» **原文抜粋**:
_ _ _

用語「末梢投与」は、中枢神経系外部の投与を意味する。末梢投与には、脳への直接投与は含まれない。末梢投与には、限定されるわけではないが、静脈内、筋内、皮下、吸入、経口、舌下、溶腸、直腸、経皮、または鼻内投与が含まれる。
【0051】
本発明で使用するのに適した非天然アミノ酸は、典型的には、20の天然存在アミノ酸以外の、以下の式を有する任意のアミノ酸であり(CantorおよびShimmel, Biophysical Chemistry, Part 1, WH Freeman & Sons, サンフランシスコ, 42−43, 1980)、式中、R1は、ケト、チオール、カルボキシル、ヒドロキシル、または本明細書にその全体が援用される米国特許公報第2005/0208536号に開示されるものなどの未結合アミノ官能性を含む、任意の置換基である。
【0052】
【化7】
【0053】
こうした非天然アミノ酸には、例えば、チオチロシン、オルニチン、3−メルカプトフェニルアラニン、3−または4−アミノフェニルアラニン、3−または4−アセチルフェニルアラニン、2−または3−ヒドロキシフェニルアラニン(o−またはm−チロシン)、ヒドロキシメチルグリシン、アミノエチルグリシン、1−メチル−1−メルカプトエチルグリシン、アミノエチルチオエチルグリシンおよびメルカプトエチルグリシンが含まれる。本発明で有用な非天然アミノ酸の多くは、商業的に入手可能である。他のものは、当該技術分野に知られる方法によって調製可能である。例えば、チオチロシンは、本明細書に援用される、Luら, J. Am. Chem. Soc. 119:7173−7180, 1997に記載される方法によって調製可能である。
【0054】
用語「ヒトPYY」または「hPYY」は、以下のアミノ酸配列:
YPIKPEAPGEDASPEELNRYYASLRHYLNLVTRQRY−NH2 [配列番号1]
を有する36アミノ酸のC末端アミド化ポリペプチドを意味する。
【0055】
用語「hPYY3−36」は、以下のアミノ酸配列:
IKPEAPGEDASPEELNRYYASLRHYLNLVTRQRY−NH2 [配列番号2]
を有するC末端34量体hPYYを意味する。
【0056】
用語「(E10C)hPYY3−36」は、hPYYの残基10のグルタミン酸がシステイン残基で置換されており、そして以下のアミノ酸配列:
IKPEAPGCDASPEELNRYYASLRHYLNLVTRQRY−NH2 [配列番号3]
を有する、C末端34量体hPYYを意味する。
【0057】
用語「(D11C)hPYY3−36」は、hPYYの残基11のアスパラギン酸がシステイン残基で置換されており、そして以下のアミノ酸配列:
IKPEAPGECASPEELNRYYASLRHYLNLVTRQRY−NH2 [配列番号4]
を有する、C末端34量体hPYYを意味する。
発明の詳細な説明
本発明は、PYY3−36の変異体およびそのPEG化コンジュゲートであるPYYアゴニストであって、限定されるわけではないが、クリアランス速度の減少、血漿存在期間の増加、in vivo活性の延長、強度の増加、安定性の増加、可溶性の改善、および抗原性の減少から選択される、少なくとも1つの改善された化学的または生理学的特性を有しうる、前記PYYアゴニストに関する。

_ _ _

» **学習データ**:
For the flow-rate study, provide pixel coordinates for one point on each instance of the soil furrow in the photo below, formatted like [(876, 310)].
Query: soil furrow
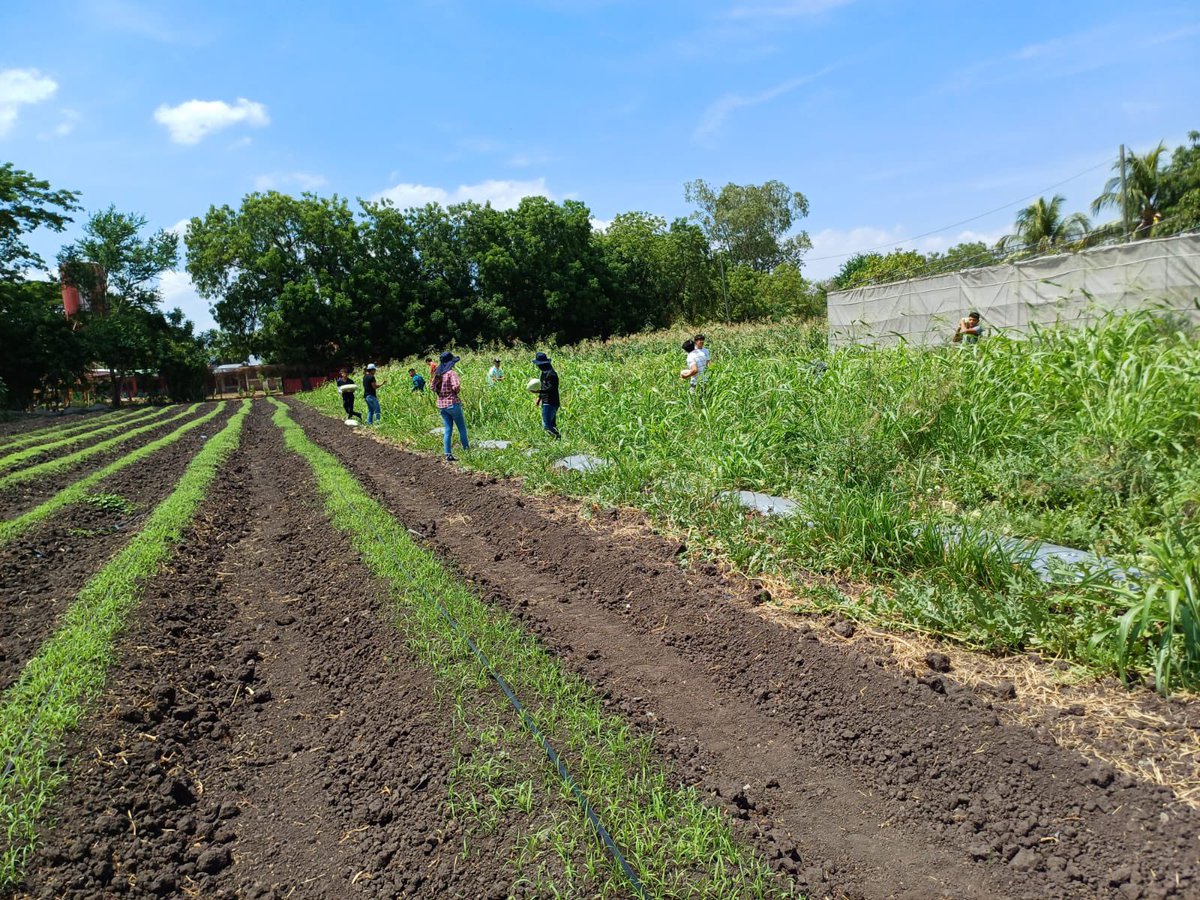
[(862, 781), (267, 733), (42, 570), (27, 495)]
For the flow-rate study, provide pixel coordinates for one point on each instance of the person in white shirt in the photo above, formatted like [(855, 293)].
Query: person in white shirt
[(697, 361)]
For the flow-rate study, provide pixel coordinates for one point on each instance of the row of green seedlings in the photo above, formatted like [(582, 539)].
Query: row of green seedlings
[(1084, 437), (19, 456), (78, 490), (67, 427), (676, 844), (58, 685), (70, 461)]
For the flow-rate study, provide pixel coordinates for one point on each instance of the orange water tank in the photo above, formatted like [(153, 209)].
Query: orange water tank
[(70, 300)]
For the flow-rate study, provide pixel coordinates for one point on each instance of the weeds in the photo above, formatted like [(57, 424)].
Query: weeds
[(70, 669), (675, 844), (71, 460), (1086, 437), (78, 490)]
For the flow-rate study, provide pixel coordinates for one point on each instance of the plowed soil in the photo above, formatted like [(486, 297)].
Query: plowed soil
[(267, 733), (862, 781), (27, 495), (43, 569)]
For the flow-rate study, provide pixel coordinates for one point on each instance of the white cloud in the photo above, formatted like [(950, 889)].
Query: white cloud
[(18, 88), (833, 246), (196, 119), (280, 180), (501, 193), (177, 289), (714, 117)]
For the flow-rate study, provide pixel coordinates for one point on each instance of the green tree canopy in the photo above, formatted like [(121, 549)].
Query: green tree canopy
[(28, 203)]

_ _ _

» **作業項目 1**:
原文抜粋のうち、「用語「末梢投与」は、中枢神経」から始まり「Soc. 119:7173−7180, 1997に記載される方法によって調製可能である。」までの部分を一字一句違えずに書き写すこと。
» **作業項目 2**:
原文抜粋に基づき、次の問いに答えよ。
(a) 末梢投与に含まれないと明記されている投与は何か。
(b) 用語「ヒトPYY」が指すポリペプチドは何アミノ酸から成るか。
(c) (D11C)hPYY3−36において、hPYYの残基11でシステイン残基に置換されているアミノ酸は何か。

» **記述解答 1**:
用語「末梢投与」は、中枢神経系外部の投与を意味する。末梢投与には、脳への直接投与は含まれない。末梢投与には、限定されるわけではないが、静脈内、筋内、皮下、吸入、経口、舌下、溶腸、直腸、経皮、または鼻内投与が含まれる。
【0051】
本発明で使用するのに適した非天然アミノ酸は、典型的には、20の天然存在アミノ酸以外の、以下の式を有する任意のアミノ酸であり(CantorおよびShimmel, Biophysical Chemistry, Part 1, WH Freeman & Sons, サンフランシスコ, 42−43, 1980)、式中、R1は、ケト、チオール、カルボキシル、ヒドロキシル、または本明細書にその全体が援用される米国特許公報第2005/0208536号に開示されるものなどの未結合アミノ官能性を含む、任意の置換基である。
【0052】
【化7】
【0053】
こうした非天然アミノ酸には、例えば、チオチロシン、オルニチン、3−メルカプトフェニルアラニン、3−または4−アミノフェニルアラニン、3−または4−アセチルフェニルアラニン、2−または3−ヒドロキシフェニルアラニン(o−またはm−チロシン)、ヒドロキシメチルグリシン、アミノエチルグリシン、1−メチル−1−メルカプトエチルグリシン、アミノエチルチオエチルグリシンおよびメルカプトエチルグリシンが含まれる。本発明で有用な非天然アミノ酸の多くは、商業的に入手可能である。他のものは、当該技術分野に知られる方法によって調製可能である。例えば、チオチロシンは、本明細書に援用される、Luら, J. Am. Chem. Soc. 119:7173−7180, 1997に記載される方法によって調製可能である。

» **記述解答 2**:
(a) 脳への直接投与
(b) 36アミノ酸
(c) アスパラギン酸